- _Exercise instructions_:
[1] According to the archaeology sampling passage, what radius should the circle have to cover a 1 m2 collection area?
[2] Write the next part of the archaeology sampling passage, picking up after its final sentence.

---------- Given passage

The issue of spatial sampling is more involved than we have time to go into today. For further reference in sampling in archaeology please see
Banning, E. B. (2000). The Archaeologist's Laboratory: The Analysis of Archaeological Data. Plenum Publishers, New York. Pp. 75-85.
Drennan, R. (1996). Statistics for archaeologists: A commonsense approach. Plenum Press, New York. pp.132-134.
Shennan, S. (1997). Quantifying archaeology. Edinburgh University Press, Edinburgh. Pp. 361-400.
How big should a sample size be? There is no fixed rule about proportionality of the size of samples because sample sizes are determined by the variability (standard error) of the phenomenon being sampled and the desired statistical strength of the results.
In this example we want to collect artifacts within 1 m2 area of sample points from all the archaeological sites based on area (m2) of the sites. In order to implement this we would use a GPS to guide us to these sampling locations in the field. This is a type of Cluster Sampling because you will collect all artifacts within a particular 1m2 collection location.
If we want a circular area that is 1 m2 we can either try to make a box with measuring tapes, or we can use the dog-leash method and delimit a circle that is 0.56m in radius. Since the area of a circle is pi*r2 then
r = sqrt (1 / 3.1415) and therefore r = 0.56m
Thus the most expedient way to do this is to navigate the sample locations selected below and for each location draw out a circle 56 cm in radius and collect every artifact in that circle.

--------------------
---------- Recorded data

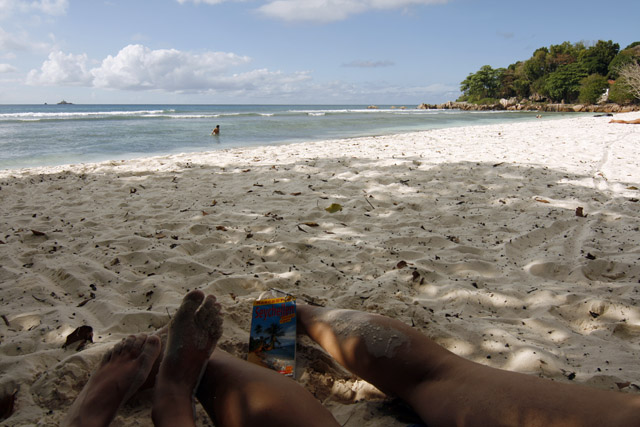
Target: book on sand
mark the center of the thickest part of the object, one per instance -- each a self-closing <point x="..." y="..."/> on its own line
<point x="272" y="341"/>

--------------------

- _Results of the exercise_:
[1] 0.56 m (56 cm)

[2]
Look at the value in [Shape_Area]. Because this is a Geodatabase feature (as opposed to a Shapefile) the Shape_Area field is generated automatically and always up-to-date.
Scroll quickly down the list. What are the largest and the smallest sites you see? We want to sample a little bit from the small sites, and proportionally more from the larger sites.
Here is one possible solution.
We are taking the Logarithm of what?
Note that the output is nice round integers (good for sampling) and not decimal. Wouldn't you expect decimal values from the Log calculation above? It's because the Field type was Integer so it rounds the result to whole numbers.
Note that one of them is a negative value, which isn't great, but it's a very small site so we can consider not sampling it.
Now we can run Hawth's tools Stratified Sampling methods using the samp values.
Look at the "Sites_Rand1" attribute table and notice that each record has an ArchID value linking it to the site # in question. This could be very useful when you're actually navigating to these sampling locations. This will obviously be a one-to-many relationship with many samples from each site.
Zoom in to a single large site and look at the results. Is this a sample you'd like to collect? It would involve revisiting many places so maybe you would choose to sample from fewer sites instead based on further information about those sites.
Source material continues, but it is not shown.